• DATA EXCERPTS:
>>

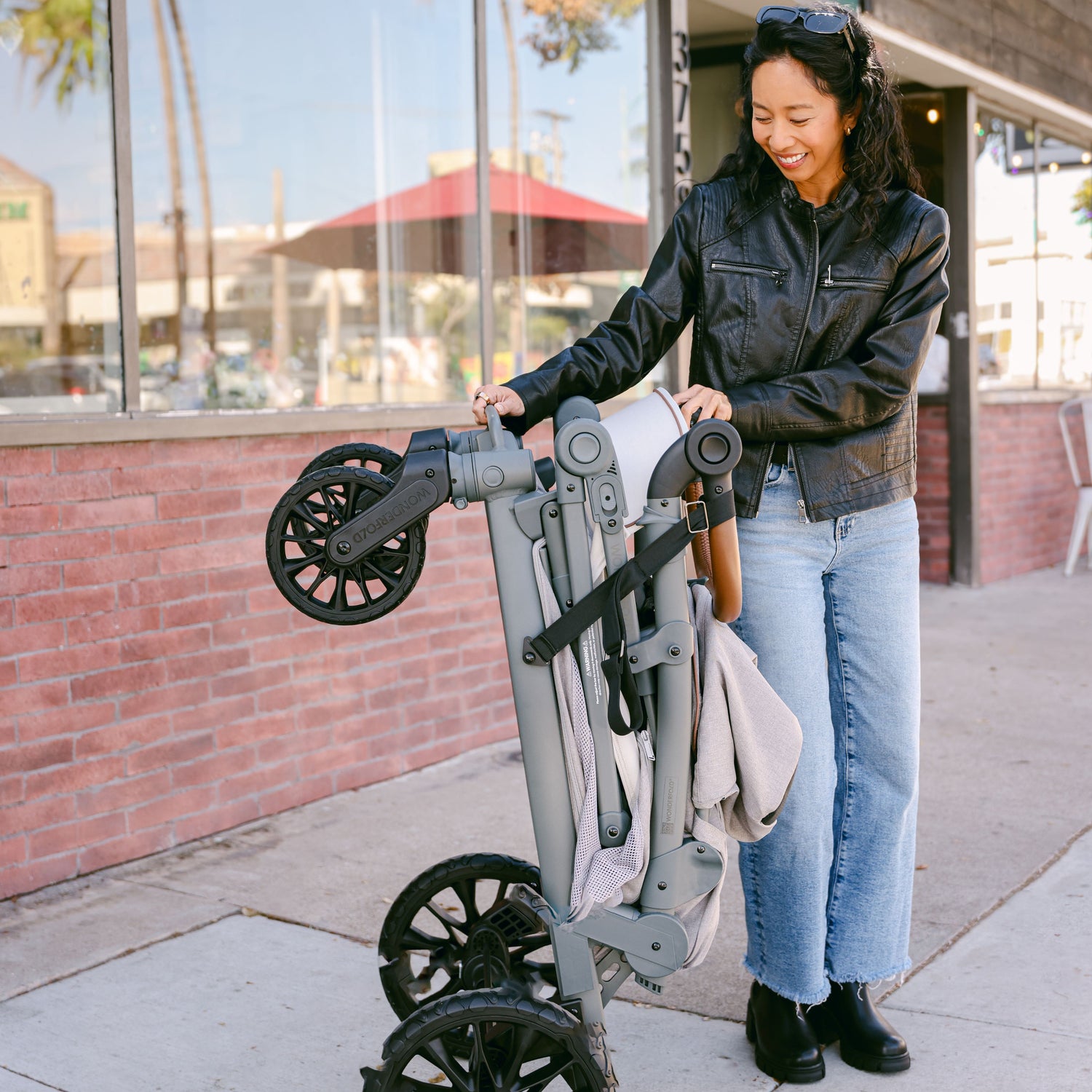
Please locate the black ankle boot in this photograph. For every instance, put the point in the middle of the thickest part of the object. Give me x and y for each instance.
(786, 1048)
(866, 1040)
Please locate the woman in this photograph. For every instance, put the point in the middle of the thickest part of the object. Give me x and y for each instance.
(815, 273)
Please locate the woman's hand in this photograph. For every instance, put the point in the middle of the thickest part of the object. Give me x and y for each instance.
(711, 403)
(508, 403)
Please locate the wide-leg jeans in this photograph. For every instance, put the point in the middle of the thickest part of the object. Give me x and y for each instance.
(831, 609)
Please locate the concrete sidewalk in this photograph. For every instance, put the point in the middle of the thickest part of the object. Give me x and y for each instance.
(247, 961)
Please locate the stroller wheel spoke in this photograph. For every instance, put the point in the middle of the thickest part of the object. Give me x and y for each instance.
(367, 587)
(467, 891)
(437, 1053)
(524, 1039)
(417, 939)
(491, 1041)
(451, 924)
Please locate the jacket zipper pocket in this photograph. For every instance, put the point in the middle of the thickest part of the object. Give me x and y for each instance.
(853, 282)
(777, 275)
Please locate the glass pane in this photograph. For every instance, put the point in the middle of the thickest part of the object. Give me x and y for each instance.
(59, 340)
(568, 139)
(1005, 227)
(338, 185)
(1065, 264)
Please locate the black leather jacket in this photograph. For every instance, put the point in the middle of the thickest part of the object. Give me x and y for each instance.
(815, 331)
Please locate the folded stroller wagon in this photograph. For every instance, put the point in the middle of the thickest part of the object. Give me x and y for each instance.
(499, 970)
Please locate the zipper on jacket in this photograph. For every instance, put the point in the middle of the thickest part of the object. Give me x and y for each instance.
(796, 358)
(777, 275)
(853, 282)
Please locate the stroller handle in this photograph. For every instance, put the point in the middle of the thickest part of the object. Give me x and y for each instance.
(709, 451)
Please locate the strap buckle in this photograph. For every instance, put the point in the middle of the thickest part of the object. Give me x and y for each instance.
(688, 508)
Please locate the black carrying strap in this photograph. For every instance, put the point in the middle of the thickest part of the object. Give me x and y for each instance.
(605, 602)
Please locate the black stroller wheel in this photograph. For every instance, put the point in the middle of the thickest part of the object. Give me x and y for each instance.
(369, 456)
(513, 1044)
(296, 550)
(454, 928)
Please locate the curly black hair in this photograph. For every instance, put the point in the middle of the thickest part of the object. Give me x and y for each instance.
(877, 152)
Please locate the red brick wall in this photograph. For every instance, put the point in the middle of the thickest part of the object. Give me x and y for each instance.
(155, 687)
(1026, 494)
(933, 493)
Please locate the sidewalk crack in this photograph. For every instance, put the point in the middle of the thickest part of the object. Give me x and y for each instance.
(994, 1024)
(989, 911)
(28, 1077)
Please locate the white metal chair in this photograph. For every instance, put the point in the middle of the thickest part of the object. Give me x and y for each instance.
(1083, 478)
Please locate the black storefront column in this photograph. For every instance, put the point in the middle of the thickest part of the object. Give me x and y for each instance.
(960, 117)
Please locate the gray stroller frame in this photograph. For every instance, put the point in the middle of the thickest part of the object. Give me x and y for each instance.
(489, 1028)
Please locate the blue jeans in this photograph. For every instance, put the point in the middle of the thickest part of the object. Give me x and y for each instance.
(831, 609)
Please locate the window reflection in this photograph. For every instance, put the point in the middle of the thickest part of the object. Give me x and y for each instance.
(1034, 257)
(1065, 262)
(323, 249)
(1005, 226)
(568, 138)
(59, 343)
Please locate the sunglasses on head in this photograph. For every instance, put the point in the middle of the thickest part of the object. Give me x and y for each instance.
(817, 22)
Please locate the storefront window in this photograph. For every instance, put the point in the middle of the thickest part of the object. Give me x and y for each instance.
(1034, 266)
(305, 196)
(59, 342)
(1005, 277)
(569, 178)
(1065, 264)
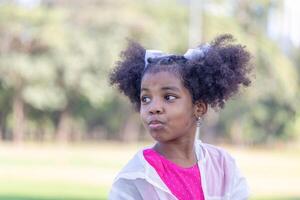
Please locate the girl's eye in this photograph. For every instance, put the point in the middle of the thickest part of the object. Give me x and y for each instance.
(145, 99)
(170, 97)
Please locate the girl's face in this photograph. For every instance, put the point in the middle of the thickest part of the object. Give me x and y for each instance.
(167, 110)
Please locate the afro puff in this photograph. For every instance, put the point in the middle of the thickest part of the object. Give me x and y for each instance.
(212, 79)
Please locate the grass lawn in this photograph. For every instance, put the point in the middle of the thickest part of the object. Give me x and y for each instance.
(85, 172)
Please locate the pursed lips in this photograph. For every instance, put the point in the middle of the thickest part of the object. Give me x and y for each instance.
(155, 124)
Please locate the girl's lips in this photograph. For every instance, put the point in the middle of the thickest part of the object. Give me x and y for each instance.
(156, 126)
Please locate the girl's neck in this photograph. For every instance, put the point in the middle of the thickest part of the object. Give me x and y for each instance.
(181, 153)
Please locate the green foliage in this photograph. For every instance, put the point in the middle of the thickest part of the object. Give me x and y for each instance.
(57, 58)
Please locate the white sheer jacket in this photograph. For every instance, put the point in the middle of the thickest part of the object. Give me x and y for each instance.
(220, 178)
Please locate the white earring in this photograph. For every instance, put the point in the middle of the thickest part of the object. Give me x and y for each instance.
(199, 123)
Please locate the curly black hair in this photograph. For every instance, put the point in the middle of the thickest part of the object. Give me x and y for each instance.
(212, 78)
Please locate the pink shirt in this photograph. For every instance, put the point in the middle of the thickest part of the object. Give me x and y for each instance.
(184, 183)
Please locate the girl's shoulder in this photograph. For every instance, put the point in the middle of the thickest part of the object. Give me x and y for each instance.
(212, 152)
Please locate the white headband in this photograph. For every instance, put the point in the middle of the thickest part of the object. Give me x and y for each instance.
(190, 54)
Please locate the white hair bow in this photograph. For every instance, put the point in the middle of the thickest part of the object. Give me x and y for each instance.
(190, 54)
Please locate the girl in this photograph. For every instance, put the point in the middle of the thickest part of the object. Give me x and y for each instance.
(172, 94)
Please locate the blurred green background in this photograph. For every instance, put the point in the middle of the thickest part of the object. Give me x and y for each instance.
(64, 133)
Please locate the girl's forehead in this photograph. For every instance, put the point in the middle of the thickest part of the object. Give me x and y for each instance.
(161, 79)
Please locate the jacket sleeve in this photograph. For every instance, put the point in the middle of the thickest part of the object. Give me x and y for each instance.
(240, 189)
(124, 189)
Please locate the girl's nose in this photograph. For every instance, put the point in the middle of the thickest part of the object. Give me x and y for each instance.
(156, 108)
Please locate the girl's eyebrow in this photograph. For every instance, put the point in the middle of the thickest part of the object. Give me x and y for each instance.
(164, 88)
(171, 88)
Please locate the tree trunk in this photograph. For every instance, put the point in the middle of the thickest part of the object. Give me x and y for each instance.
(64, 127)
(18, 119)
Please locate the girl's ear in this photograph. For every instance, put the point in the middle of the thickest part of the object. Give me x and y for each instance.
(200, 108)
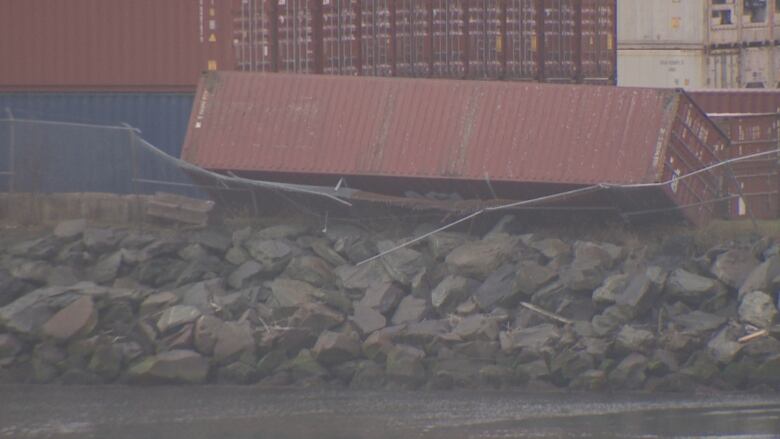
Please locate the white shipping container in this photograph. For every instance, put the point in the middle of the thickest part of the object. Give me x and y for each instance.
(662, 68)
(668, 23)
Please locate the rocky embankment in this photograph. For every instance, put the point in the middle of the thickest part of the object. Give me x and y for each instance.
(289, 306)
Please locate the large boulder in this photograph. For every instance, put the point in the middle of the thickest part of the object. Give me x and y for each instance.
(757, 308)
(451, 292)
(734, 266)
(334, 348)
(175, 367)
(480, 258)
(77, 319)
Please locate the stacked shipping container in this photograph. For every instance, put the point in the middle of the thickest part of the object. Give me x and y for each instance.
(699, 43)
(551, 40)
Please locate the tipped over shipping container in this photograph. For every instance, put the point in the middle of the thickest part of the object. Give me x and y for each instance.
(392, 134)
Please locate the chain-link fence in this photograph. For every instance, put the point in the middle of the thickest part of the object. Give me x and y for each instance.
(50, 157)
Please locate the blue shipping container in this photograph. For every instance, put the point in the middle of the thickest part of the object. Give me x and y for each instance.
(85, 158)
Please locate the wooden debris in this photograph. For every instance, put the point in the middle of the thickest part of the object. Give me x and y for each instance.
(546, 313)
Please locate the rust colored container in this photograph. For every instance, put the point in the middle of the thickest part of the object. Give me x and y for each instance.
(112, 45)
(522, 136)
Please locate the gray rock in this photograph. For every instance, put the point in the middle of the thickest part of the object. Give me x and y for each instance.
(383, 297)
(334, 348)
(534, 339)
(734, 266)
(177, 315)
(175, 367)
(70, 229)
(404, 366)
(311, 269)
(497, 288)
(630, 339)
(107, 269)
(762, 277)
(368, 319)
(10, 346)
(480, 327)
(443, 243)
(452, 291)
(642, 291)
(724, 347)
(699, 322)
(551, 248)
(273, 255)
(757, 308)
(480, 258)
(410, 310)
(531, 277)
(630, 373)
(692, 288)
(206, 331)
(607, 293)
(233, 339)
(236, 256)
(77, 319)
(245, 275)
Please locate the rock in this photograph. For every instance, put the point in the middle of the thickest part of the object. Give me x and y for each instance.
(607, 293)
(480, 258)
(692, 288)
(402, 264)
(611, 319)
(321, 248)
(724, 347)
(382, 297)
(630, 339)
(534, 339)
(734, 266)
(177, 315)
(699, 322)
(404, 366)
(107, 269)
(443, 243)
(452, 291)
(245, 275)
(762, 277)
(757, 308)
(531, 277)
(273, 255)
(236, 256)
(174, 367)
(629, 373)
(311, 269)
(99, 240)
(207, 329)
(368, 320)
(233, 339)
(479, 327)
(10, 346)
(316, 317)
(70, 229)
(291, 294)
(334, 348)
(551, 248)
(497, 288)
(77, 319)
(642, 290)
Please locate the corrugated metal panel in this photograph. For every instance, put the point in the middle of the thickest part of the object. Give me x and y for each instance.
(161, 117)
(737, 101)
(111, 44)
(452, 130)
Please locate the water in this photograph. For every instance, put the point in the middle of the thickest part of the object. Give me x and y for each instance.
(251, 413)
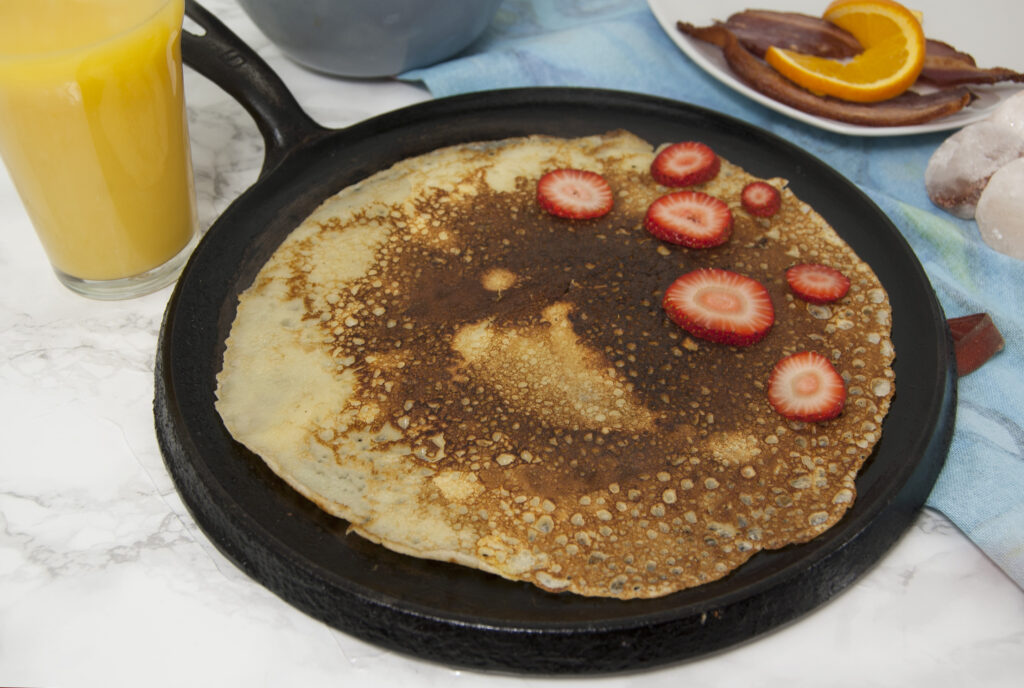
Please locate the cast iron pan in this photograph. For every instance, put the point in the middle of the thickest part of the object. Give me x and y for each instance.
(449, 613)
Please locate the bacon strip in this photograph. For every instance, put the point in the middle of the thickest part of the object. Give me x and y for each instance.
(945, 66)
(757, 30)
(908, 109)
(760, 29)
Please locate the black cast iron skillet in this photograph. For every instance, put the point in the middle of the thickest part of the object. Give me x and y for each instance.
(457, 615)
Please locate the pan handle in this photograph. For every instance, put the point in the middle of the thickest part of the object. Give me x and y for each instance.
(228, 61)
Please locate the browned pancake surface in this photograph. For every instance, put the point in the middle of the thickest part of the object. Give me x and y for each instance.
(536, 413)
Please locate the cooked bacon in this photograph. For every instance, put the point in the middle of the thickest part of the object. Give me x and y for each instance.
(760, 29)
(945, 66)
(908, 109)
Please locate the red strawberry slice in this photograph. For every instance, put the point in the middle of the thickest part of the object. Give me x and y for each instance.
(693, 219)
(685, 164)
(761, 199)
(578, 195)
(720, 306)
(817, 284)
(806, 387)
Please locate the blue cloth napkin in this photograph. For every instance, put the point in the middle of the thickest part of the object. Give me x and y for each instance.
(617, 44)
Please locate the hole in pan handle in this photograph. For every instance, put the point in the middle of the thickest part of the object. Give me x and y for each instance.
(226, 60)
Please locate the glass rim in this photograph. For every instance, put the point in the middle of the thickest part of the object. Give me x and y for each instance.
(8, 57)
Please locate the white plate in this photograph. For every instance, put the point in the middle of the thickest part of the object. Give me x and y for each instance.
(988, 30)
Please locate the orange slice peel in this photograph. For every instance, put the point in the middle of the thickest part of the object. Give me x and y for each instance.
(891, 61)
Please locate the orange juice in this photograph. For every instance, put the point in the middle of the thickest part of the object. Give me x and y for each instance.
(93, 131)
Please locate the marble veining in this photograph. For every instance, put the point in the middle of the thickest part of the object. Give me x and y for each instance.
(105, 579)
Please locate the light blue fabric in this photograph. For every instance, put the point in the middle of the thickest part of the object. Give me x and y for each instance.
(617, 44)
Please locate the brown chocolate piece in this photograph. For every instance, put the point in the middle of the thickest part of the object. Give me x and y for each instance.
(976, 339)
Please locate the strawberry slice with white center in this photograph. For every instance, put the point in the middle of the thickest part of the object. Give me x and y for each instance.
(817, 284)
(685, 164)
(720, 306)
(806, 387)
(578, 195)
(761, 199)
(693, 219)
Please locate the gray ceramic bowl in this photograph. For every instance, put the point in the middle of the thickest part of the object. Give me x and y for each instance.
(370, 38)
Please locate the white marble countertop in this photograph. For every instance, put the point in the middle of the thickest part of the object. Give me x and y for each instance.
(105, 579)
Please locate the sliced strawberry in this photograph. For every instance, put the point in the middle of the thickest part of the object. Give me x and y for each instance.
(578, 195)
(761, 199)
(720, 306)
(817, 284)
(806, 387)
(693, 219)
(685, 164)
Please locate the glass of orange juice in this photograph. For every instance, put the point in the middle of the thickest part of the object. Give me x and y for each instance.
(94, 135)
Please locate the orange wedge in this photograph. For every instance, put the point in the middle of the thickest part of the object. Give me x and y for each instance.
(893, 56)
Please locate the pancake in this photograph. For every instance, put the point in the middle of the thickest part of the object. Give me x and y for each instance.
(463, 377)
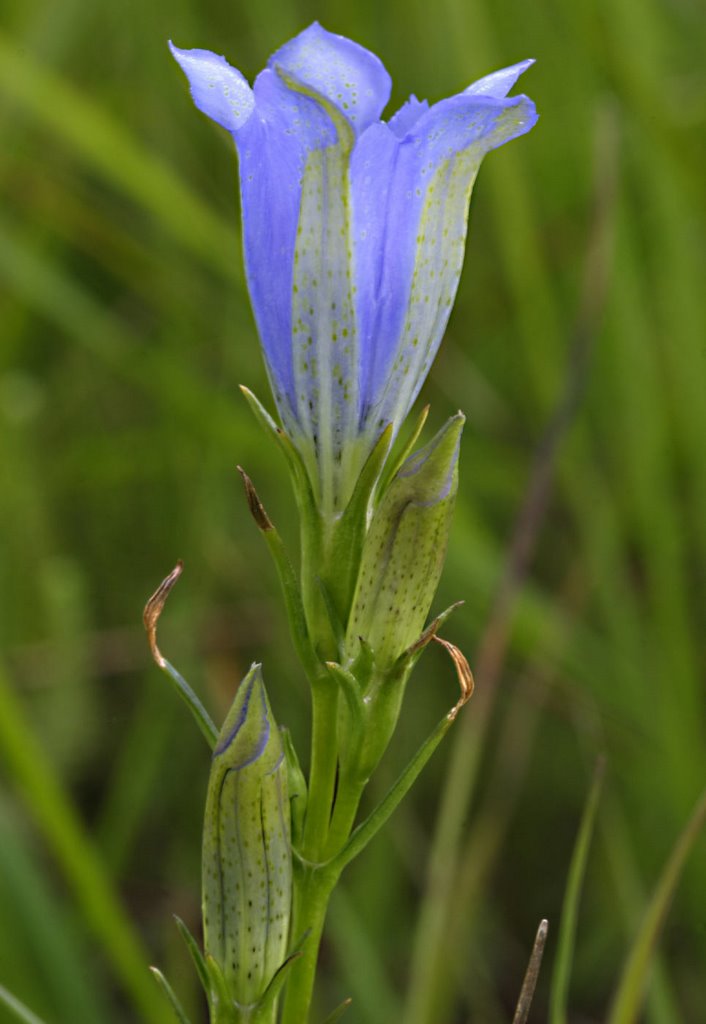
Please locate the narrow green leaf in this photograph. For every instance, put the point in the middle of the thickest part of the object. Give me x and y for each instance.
(558, 1000)
(171, 995)
(288, 579)
(266, 1004)
(630, 992)
(369, 828)
(393, 465)
(295, 464)
(196, 954)
(12, 1004)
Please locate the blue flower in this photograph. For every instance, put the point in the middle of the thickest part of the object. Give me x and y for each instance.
(354, 230)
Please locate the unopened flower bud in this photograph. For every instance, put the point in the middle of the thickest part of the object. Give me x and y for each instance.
(405, 548)
(247, 866)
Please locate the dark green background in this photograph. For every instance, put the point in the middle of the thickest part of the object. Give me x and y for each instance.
(125, 331)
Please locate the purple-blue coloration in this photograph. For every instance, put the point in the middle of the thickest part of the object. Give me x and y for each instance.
(354, 230)
(249, 751)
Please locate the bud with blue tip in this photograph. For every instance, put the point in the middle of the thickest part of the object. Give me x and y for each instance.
(247, 863)
(404, 550)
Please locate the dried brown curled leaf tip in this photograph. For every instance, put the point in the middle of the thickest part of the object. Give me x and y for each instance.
(153, 610)
(254, 504)
(465, 676)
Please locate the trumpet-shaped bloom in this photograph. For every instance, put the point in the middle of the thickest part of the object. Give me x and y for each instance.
(354, 230)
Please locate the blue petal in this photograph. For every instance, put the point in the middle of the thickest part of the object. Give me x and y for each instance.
(499, 83)
(273, 148)
(407, 116)
(410, 212)
(347, 75)
(218, 89)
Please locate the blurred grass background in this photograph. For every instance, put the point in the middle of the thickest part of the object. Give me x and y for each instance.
(125, 330)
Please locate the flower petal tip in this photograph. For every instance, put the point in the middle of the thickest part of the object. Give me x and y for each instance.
(218, 90)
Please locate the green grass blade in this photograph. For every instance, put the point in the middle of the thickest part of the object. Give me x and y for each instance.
(18, 1009)
(111, 151)
(558, 1001)
(69, 843)
(630, 992)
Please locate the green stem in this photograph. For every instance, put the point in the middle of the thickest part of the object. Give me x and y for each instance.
(313, 889)
(323, 768)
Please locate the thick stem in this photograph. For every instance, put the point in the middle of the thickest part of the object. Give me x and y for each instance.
(312, 893)
(323, 768)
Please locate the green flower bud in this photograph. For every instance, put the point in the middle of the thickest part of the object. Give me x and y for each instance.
(405, 548)
(247, 863)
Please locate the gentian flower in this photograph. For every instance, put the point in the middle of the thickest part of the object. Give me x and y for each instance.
(354, 231)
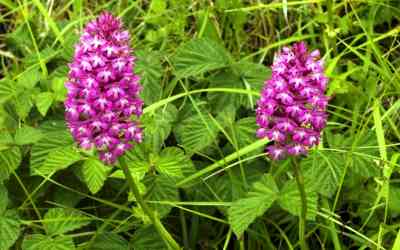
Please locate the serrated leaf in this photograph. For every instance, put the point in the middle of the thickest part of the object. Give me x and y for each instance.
(57, 160)
(147, 238)
(29, 78)
(9, 229)
(260, 197)
(157, 126)
(94, 173)
(199, 56)
(290, 199)
(43, 102)
(222, 99)
(110, 241)
(42, 242)
(172, 161)
(161, 188)
(242, 132)
(194, 133)
(148, 66)
(27, 135)
(7, 90)
(9, 161)
(55, 138)
(58, 221)
(324, 169)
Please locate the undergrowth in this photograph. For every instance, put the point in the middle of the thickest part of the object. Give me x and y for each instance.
(201, 167)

<<

Please output the stretch from the line containing "Please locate the sidewalk" through the line containing "(1083, 478)", both included, as a JSON list of strings with one string per line and blank lines left out.

[
  "Please locate the sidewalk crack in this photograph. For every instance, put the point in the middle of the thickest part of the object. Give me x and y for each instance.",
  "(994, 1024)",
  "(989, 911)",
  "(28, 1077)",
  "Please locate the white metal chair in this photograph. For every instance, put the point in the middle of the thickest part of the object. Give me x and y for each instance.",
  "(1083, 478)"
]